EXERCISE INPUT:

_ _ _ _ _ _ _

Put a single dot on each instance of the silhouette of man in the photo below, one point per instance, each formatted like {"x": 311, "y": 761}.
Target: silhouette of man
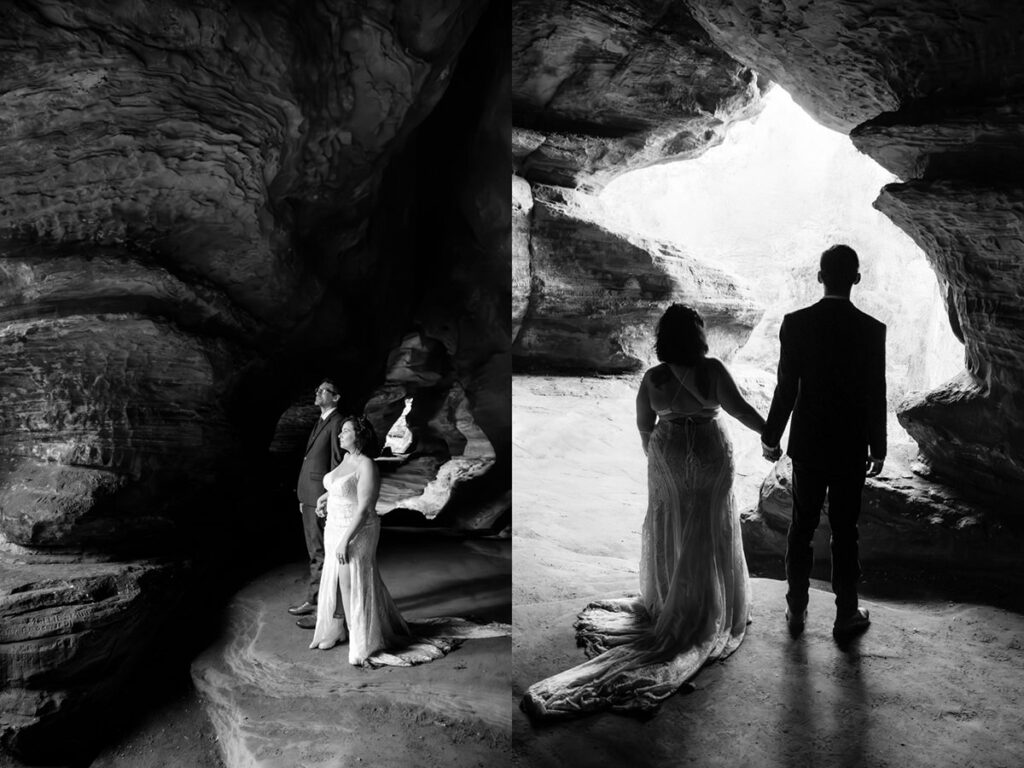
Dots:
{"x": 832, "y": 379}
{"x": 323, "y": 455}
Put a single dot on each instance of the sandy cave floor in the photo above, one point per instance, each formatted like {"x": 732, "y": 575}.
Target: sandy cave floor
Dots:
{"x": 275, "y": 702}
{"x": 931, "y": 683}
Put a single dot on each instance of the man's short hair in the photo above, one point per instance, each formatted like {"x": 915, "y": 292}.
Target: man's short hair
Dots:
{"x": 839, "y": 267}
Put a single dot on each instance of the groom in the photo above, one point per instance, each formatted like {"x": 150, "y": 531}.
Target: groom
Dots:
{"x": 832, "y": 377}
{"x": 323, "y": 455}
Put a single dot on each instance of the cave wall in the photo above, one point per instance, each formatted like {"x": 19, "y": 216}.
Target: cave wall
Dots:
{"x": 205, "y": 208}
{"x": 933, "y": 92}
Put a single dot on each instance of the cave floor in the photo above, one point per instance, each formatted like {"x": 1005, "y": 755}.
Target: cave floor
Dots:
{"x": 265, "y": 699}
{"x": 932, "y": 682}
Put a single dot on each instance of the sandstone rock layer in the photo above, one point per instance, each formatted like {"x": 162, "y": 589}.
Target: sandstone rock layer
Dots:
{"x": 596, "y": 297}
{"x": 601, "y": 88}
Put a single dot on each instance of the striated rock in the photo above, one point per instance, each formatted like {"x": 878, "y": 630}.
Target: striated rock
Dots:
{"x": 522, "y": 207}
{"x": 100, "y": 419}
{"x": 933, "y": 93}
{"x": 597, "y": 297}
{"x": 971, "y": 435}
{"x": 601, "y": 88}
{"x": 273, "y": 701}
{"x": 972, "y": 430}
{"x": 70, "y": 633}
{"x": 938, "y": 138}
{"x": 203, "y": 212}
{"x": 849, "y": 60}
{"x": 905, "y": 520}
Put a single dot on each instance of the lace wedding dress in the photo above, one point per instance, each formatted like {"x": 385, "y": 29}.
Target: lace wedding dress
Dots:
{"x": 377, "y": 633}
{"x": 693, "y": 581}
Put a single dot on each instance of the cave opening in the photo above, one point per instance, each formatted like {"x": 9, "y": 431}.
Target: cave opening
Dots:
{"x": 762, "y": 206}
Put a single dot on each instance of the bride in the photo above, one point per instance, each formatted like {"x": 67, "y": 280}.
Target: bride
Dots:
{"x": 376, "y": 632}
{"x": 693, "y": 581}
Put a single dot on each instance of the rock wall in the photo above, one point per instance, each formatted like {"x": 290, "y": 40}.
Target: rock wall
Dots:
{"x": 599, "y": 89}
{"x": 596, "y": 297}
{"x": 934, "y": 94}
{"x": 204, "y": 210}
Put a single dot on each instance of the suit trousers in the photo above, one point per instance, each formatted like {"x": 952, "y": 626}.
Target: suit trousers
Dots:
{"x": 312, "y": 527}
{"x": 844, "y": 488}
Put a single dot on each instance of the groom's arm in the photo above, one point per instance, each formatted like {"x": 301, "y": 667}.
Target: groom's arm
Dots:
{"x": 786, "y": 387}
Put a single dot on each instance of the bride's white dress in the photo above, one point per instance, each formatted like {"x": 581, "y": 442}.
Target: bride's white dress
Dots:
{"x": 377, "y": 633}
{"x": 693, "y": 582}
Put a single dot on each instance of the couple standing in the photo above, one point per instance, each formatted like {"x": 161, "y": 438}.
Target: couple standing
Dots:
{"x": 693, "y": 580}
{"x": 346, "y": 600}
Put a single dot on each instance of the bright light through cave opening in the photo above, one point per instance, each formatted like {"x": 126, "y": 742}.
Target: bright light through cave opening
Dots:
{"x": 763, "y": 206}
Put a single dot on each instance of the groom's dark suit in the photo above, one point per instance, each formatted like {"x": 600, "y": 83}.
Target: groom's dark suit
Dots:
{"x": 832, "y": 377}
{"x": 323, "y": 455}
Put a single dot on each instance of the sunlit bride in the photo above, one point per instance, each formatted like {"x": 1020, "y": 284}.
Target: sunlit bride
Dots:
{"x": 693, "y": 581}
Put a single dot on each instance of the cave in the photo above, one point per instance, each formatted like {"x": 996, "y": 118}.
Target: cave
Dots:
{"x": 929, "y": 92}
{"x": 206, "y": 209}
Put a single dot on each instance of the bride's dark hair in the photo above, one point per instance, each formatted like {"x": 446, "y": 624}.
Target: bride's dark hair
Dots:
{"x": 681, "y": 339}
{"x": 364, "y": 435}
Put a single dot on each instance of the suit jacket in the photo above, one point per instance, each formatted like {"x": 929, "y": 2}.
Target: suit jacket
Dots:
{"x": 832, "y": 377}
{"x": 323, "y": 455}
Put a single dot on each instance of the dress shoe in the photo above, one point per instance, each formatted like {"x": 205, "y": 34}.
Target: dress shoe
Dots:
{"x": 796, "y": 622}
{"x": 303, "y": 609}
{"x": 851, "y": 624}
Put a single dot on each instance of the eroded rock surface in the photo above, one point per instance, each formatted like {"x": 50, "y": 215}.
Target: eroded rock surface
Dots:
{"x": 600, "y": 88}
{"x": 848, "y": 60}
{"x": 203, "y": 212}
{"x": 906, "y": 521}
{"x": 274, "y": 701}
{"x": 596, "y": 296}
{"x": 932, "y": 93}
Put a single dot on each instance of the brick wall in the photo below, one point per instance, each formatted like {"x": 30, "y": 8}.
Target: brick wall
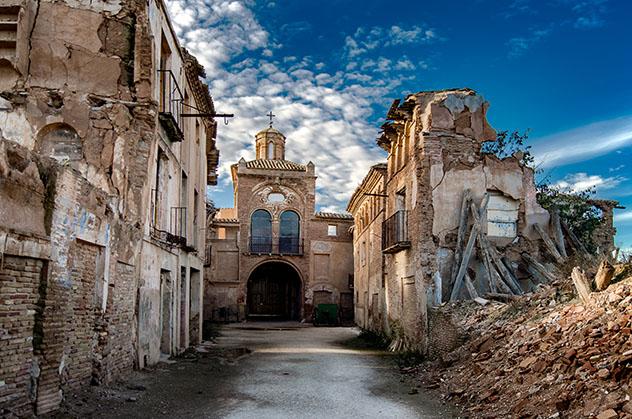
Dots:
{"x": 19, "y": 284}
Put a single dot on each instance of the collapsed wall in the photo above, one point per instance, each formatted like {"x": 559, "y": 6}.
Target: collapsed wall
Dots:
{"x": 456, "y": 222}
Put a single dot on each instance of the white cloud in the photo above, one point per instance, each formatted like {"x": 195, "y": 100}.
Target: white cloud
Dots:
{"x": 579, "y": 182}
{"x": 519, "y": 45}
{"x": 623, "y": 216}
{"x": 324, "y": 114}
{"x": 583, "y": 143}
{"x": 368, "y": 39}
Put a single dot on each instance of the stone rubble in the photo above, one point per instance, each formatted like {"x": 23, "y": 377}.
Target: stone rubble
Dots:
{"x": 545, "y": 355}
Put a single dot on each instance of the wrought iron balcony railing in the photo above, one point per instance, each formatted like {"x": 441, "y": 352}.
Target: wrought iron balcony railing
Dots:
{"x": 278, "y": 246}
{"x": 171, "y": 104}
{"x": 395, "y": 232}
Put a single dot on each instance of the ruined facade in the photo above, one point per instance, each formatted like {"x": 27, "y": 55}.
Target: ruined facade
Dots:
{"x": 407, "y": 213}
{"x": 94, "y": 157}
{"x": 272, "y": 256}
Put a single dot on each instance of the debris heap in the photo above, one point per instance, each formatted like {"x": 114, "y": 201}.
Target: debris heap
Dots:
{"x": 545, "y": 354}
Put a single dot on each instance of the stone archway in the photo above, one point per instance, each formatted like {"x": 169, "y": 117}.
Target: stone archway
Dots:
{"x": 274, "y": 292}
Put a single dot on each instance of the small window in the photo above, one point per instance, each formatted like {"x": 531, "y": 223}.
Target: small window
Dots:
{"x": 275, "y": 198}
{"x": 502, "y": 216}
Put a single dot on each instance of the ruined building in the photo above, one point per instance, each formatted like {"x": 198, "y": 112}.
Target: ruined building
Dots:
{"x": 102, "y": 195}
{"x": 412, "y": 215}
{"x": 272, "y": 256}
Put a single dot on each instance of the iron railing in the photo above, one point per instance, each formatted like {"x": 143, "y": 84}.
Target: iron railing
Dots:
{"x": 395, "y": 232}
{"x": 178, "y": 225}
{"x": 171, "y": 105}
{"x": 280, "y": 246}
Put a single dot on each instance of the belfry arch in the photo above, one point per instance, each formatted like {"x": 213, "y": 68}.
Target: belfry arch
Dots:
{"x": 274, "y": 292}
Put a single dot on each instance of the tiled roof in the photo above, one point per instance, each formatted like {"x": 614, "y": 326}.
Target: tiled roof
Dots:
{"x": 340, "y": 216}
{"x": 275, "y": 165}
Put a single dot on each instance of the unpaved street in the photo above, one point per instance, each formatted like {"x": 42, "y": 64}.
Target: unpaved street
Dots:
{"x": 291, "y": 372}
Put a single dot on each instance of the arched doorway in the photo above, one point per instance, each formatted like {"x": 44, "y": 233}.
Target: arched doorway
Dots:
{"x": 274, "y": 291}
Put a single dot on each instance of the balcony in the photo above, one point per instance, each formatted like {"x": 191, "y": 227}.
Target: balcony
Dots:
{"x": 282, "y": 246}
{"x": 171, "y": 103}
{"x": 395, "y": 233}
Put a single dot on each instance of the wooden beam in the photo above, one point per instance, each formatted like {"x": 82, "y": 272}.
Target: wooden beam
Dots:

_ _ _ _ _ _ _

GIVEN TASK: Repeat exactly the lines from the one containing "Put a single dot on each instance of the iron" through the last line of the records above, both included, and nothing else.

COMPLETED TASK:
Put a single dot on each instance of the iron railing in the photo above, one point per instance, each formatted like {"x": 143, "y": 84}.
Target: iron railing
Dots:
{"x": 395, "y": 232}
{"x": 178, "y": 225}
{"x": 171, "y": 105}
{"x": 280, "y": 246}
Put a single dot on each instance of the belfry arch in the photo above, one point per instance, each formatted like {"x": 213, "y": 68}.
Target: belfry arch
Dots:
{"x": 274, "y": 292}
Put a single dot on each instance of the tiled roof in the photo above, one point per instance, each formatted like {"x": 614, "y": 326}.
Target: tiled roof
Dots:
{"x": 340, "y": 216}
{"x": 275, "y": 165}
Put a single dot on each instance of the unpaved street in the photo above, one point per instance, each formatted like {"x": 42, "y": 64}.
Target: unpaved street
Dots:
{"x": 291, "y": 372}
Put a single dot on each instance of the arched doorway in the photo above, one point per instance, each formatted like {"x": 44, "y": 233}.
Target: arched doorway
Dots:
{"x": 274, "y": 291}
Put a single dot on each instance of the balcony in the photo above, one point per instance, each formatted like {"x": 191, "y": 227}.
Target: balcony
Dots:
{"x": 282, "y": 246}
{"x": 171, "y": 103}
{"x": 395, "y": 233}
Put a single dot on each instance of the wooden beam in the photo above, one point per instance, each formatted like {"x": 82, "y": 272}.
Target: wooden beam
Dots:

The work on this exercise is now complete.